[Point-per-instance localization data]

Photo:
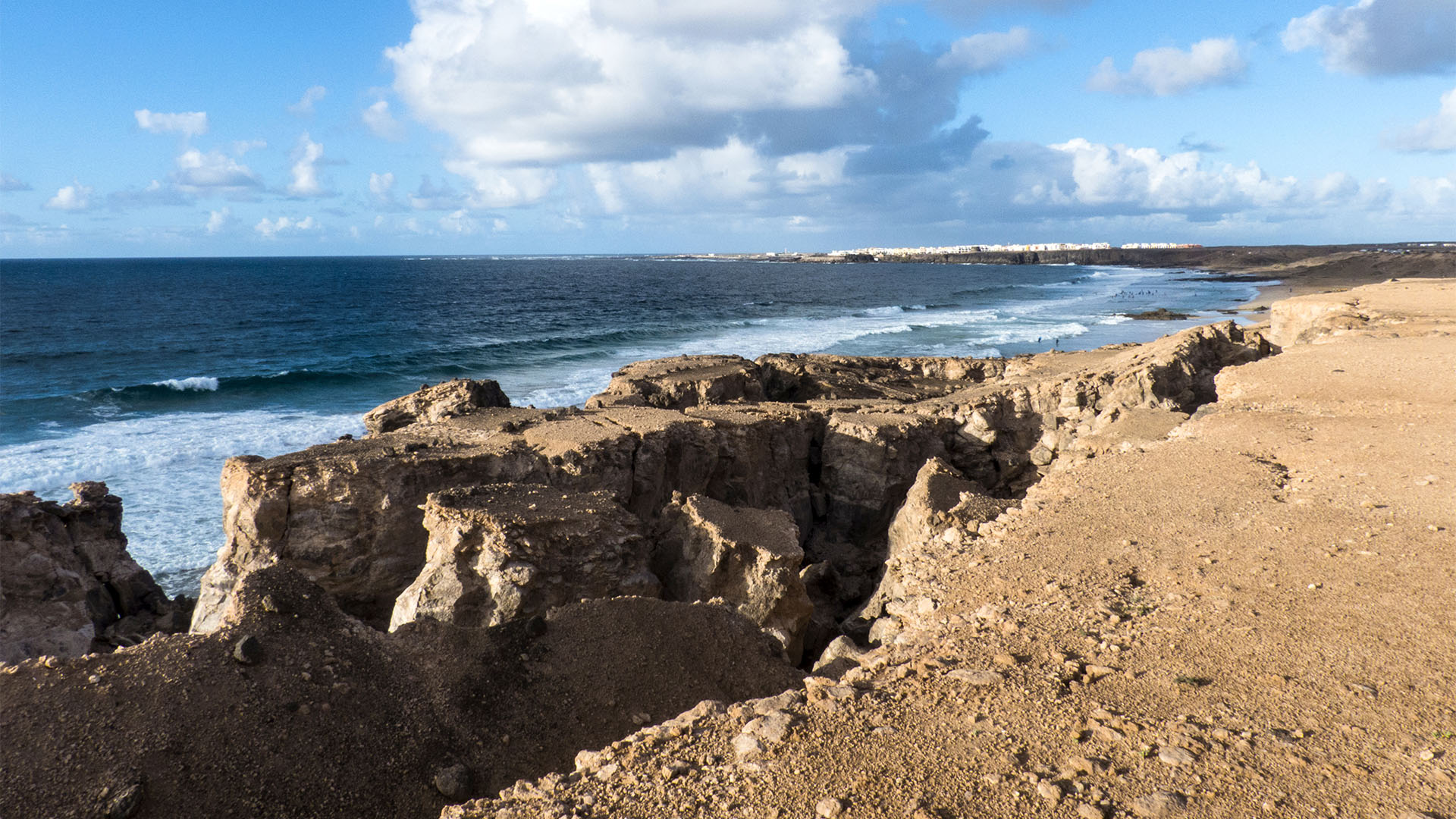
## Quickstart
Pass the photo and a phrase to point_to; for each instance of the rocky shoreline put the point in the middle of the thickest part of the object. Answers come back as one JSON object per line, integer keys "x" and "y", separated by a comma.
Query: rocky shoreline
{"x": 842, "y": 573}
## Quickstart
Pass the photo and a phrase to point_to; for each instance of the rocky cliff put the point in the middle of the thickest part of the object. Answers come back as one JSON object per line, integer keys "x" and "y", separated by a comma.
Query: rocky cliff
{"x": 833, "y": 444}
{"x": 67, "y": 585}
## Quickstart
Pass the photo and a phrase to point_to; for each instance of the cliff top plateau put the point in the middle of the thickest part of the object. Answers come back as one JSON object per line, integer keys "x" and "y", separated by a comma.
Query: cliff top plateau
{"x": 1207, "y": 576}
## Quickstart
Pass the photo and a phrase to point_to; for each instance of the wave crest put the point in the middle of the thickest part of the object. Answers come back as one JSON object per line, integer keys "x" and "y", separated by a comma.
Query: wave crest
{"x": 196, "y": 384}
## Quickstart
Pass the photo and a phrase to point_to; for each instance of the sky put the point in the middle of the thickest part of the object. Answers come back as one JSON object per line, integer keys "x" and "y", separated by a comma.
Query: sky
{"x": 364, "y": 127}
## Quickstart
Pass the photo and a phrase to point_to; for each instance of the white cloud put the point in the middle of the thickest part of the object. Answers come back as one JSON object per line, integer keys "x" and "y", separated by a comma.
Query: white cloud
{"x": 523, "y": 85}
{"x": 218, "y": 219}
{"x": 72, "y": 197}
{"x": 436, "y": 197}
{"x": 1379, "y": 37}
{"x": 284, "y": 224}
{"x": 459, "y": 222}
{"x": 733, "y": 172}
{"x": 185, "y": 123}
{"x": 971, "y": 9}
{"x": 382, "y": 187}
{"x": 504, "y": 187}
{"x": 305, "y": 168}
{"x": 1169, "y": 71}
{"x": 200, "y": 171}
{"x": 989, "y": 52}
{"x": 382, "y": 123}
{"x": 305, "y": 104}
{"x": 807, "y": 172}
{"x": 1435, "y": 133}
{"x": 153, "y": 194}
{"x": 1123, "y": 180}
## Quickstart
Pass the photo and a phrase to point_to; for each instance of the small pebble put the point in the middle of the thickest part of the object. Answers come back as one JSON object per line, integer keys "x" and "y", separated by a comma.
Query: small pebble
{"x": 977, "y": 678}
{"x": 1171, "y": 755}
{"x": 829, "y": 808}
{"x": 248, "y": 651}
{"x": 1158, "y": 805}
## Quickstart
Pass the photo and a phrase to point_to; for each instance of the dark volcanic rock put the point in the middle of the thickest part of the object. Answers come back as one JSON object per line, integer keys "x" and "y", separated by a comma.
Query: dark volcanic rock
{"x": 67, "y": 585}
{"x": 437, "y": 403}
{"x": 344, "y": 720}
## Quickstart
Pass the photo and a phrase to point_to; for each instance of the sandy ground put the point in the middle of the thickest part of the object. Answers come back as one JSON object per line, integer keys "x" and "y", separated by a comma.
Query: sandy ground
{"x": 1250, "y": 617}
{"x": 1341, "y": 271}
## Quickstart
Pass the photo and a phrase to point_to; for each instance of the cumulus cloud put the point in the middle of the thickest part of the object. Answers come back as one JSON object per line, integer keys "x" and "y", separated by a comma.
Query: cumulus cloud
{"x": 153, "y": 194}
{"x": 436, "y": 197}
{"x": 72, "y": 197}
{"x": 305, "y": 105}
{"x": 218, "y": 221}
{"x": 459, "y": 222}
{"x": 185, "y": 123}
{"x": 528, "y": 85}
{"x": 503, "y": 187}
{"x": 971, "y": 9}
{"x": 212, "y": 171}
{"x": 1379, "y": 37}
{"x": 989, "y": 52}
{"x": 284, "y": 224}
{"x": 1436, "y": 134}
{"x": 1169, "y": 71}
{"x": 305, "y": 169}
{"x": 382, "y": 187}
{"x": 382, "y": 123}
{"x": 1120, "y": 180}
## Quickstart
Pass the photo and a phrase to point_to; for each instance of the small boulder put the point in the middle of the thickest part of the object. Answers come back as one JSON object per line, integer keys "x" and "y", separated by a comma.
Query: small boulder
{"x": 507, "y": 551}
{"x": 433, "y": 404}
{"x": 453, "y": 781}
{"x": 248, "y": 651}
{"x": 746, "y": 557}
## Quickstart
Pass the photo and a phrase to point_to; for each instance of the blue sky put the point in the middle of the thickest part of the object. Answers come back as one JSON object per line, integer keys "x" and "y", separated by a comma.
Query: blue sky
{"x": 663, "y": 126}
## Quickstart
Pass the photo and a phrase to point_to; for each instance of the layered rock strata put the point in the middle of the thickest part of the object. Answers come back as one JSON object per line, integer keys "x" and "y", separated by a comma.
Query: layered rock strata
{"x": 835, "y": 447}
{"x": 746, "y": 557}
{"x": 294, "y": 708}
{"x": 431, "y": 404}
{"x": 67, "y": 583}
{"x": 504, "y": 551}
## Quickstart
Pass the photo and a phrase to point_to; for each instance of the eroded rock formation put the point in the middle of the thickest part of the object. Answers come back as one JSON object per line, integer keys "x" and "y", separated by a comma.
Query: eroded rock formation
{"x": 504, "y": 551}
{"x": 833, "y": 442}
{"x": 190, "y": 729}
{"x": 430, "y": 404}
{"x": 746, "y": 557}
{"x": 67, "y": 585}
--
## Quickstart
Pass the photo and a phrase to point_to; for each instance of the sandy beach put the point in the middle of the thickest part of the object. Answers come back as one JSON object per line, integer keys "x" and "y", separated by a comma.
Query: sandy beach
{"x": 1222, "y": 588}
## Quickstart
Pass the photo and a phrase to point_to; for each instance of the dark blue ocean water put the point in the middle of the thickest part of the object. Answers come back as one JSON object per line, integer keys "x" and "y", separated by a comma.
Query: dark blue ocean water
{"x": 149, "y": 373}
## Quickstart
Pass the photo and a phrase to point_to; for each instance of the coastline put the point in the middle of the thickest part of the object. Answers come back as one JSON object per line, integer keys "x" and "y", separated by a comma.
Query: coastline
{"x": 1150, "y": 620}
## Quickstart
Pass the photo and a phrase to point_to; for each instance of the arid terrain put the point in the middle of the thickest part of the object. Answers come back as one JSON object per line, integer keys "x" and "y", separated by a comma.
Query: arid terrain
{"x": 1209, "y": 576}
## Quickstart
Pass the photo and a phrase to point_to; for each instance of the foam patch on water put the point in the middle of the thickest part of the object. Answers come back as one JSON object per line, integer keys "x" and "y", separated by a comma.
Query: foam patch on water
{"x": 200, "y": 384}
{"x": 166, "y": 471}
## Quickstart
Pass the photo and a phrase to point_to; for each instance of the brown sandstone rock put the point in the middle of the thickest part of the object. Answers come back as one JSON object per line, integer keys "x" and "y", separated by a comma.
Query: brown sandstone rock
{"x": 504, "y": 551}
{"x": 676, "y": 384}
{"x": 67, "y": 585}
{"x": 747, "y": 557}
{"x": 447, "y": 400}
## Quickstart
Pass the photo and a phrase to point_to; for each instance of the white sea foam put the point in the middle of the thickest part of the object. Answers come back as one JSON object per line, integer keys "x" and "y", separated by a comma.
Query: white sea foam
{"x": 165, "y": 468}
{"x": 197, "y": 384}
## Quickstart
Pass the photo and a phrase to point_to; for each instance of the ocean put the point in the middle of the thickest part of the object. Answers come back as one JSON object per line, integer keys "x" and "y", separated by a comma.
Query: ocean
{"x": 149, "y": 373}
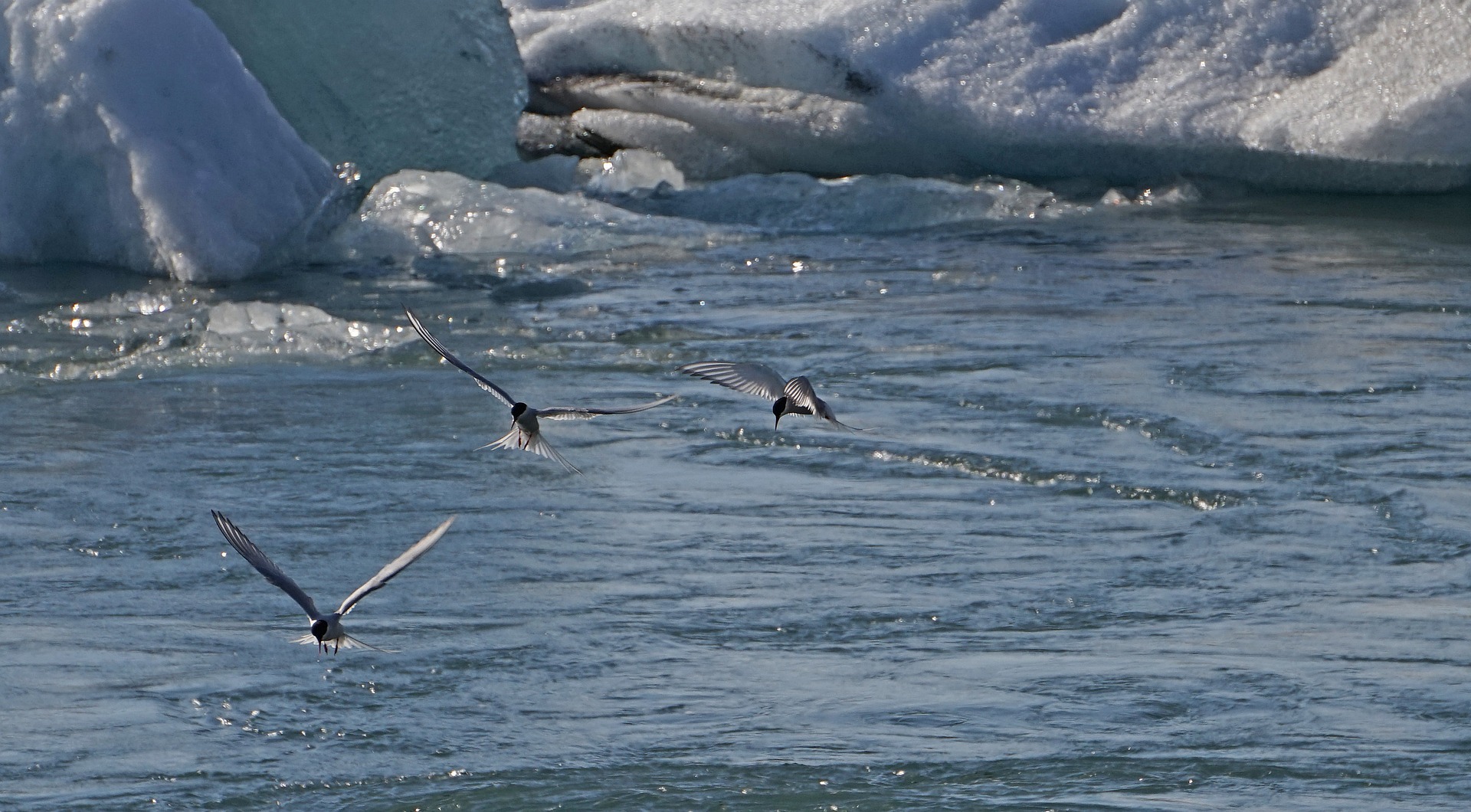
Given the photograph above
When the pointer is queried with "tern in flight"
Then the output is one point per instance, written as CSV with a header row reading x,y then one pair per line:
==
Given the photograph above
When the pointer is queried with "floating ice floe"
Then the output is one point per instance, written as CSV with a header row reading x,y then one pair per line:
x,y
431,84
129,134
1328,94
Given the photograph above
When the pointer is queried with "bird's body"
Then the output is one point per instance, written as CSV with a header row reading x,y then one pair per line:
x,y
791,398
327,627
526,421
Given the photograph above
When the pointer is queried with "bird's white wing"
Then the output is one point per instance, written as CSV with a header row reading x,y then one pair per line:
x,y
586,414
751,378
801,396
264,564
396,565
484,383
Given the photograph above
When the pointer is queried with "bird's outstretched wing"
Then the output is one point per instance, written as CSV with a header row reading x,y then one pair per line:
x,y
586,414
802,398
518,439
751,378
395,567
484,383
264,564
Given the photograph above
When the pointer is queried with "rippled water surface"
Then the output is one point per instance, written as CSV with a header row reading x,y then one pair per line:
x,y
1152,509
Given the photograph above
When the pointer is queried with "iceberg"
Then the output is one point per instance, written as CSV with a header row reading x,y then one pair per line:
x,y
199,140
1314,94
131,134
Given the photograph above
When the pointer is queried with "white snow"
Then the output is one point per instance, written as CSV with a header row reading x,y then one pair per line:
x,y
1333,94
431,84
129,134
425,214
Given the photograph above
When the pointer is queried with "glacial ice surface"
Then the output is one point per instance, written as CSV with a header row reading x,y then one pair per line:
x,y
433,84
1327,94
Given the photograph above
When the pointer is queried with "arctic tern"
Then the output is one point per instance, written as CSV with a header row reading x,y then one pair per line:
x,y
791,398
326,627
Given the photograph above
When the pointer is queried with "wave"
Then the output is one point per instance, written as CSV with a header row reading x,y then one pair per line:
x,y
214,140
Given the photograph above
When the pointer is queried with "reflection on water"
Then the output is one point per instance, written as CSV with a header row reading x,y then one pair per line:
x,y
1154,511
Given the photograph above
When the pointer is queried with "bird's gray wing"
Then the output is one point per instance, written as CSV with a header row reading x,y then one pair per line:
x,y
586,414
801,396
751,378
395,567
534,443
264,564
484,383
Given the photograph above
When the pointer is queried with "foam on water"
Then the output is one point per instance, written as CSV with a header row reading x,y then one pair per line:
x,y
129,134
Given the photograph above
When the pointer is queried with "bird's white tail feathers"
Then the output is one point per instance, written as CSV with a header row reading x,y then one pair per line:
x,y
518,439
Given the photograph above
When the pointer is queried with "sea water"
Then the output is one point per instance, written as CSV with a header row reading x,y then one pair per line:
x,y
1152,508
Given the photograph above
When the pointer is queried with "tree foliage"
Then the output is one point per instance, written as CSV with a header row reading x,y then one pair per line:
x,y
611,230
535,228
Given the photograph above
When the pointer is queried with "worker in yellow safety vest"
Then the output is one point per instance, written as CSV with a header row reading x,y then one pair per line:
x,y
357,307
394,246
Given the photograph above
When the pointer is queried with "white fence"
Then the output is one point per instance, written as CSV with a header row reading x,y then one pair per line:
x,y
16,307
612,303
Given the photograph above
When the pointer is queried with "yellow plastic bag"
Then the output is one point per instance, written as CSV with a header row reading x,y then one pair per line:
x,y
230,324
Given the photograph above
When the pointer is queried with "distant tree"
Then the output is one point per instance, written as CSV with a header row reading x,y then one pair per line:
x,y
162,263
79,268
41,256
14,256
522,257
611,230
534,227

* _What to produce_: Return each line of the data that contains the string "surface".

* _Your solution_:
When the pointer is queried with "rippled water surface"
When the pointer is queried with "glacial ice surface"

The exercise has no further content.